TASK BRIEF:
Count the lines in the items below that contain the string "bottom", treating case as significant. Reply with the number alone.

[Records from a dataset]
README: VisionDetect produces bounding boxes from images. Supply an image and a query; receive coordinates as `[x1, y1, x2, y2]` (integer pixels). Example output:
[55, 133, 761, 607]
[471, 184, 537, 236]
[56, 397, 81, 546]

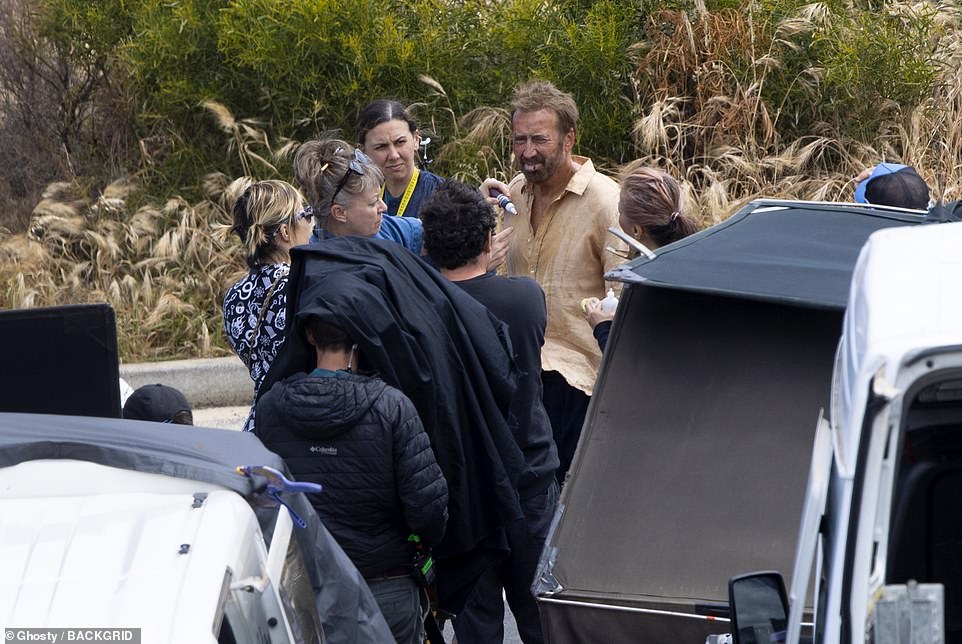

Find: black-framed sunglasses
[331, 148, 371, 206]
...
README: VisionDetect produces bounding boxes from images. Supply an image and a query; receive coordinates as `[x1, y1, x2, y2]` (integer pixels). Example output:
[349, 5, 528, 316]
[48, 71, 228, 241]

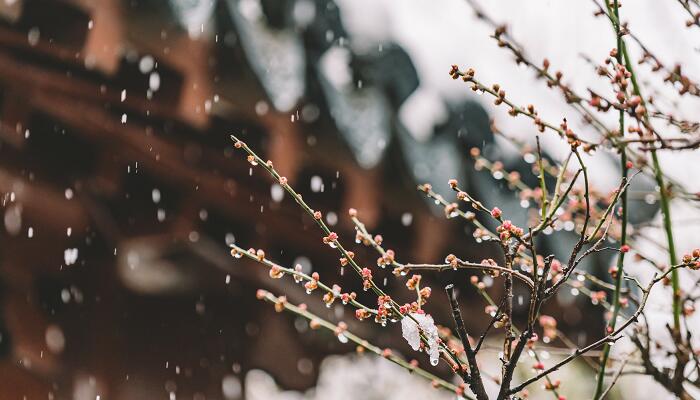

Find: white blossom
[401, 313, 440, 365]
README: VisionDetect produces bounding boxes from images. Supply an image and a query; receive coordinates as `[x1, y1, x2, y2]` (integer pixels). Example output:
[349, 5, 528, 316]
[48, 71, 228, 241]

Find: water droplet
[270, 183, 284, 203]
* * *
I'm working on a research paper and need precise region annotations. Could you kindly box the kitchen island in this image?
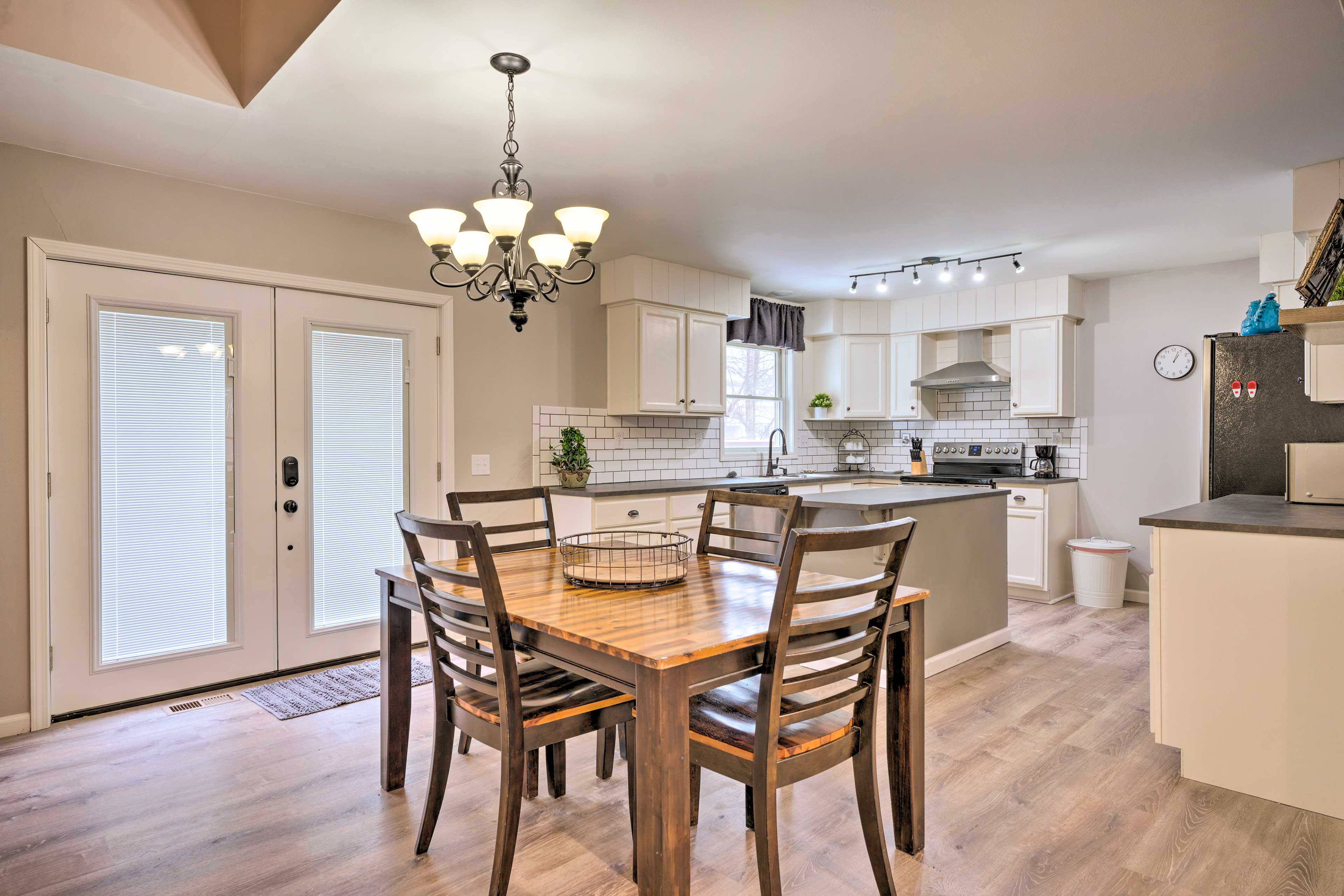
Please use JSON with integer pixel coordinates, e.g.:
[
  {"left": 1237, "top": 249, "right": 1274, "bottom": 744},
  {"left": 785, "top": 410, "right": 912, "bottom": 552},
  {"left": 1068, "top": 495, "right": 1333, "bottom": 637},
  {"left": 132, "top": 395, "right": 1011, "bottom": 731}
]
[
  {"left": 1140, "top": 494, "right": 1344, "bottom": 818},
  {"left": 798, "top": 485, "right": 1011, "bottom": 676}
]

SOLUTION TO THIS TASK:
6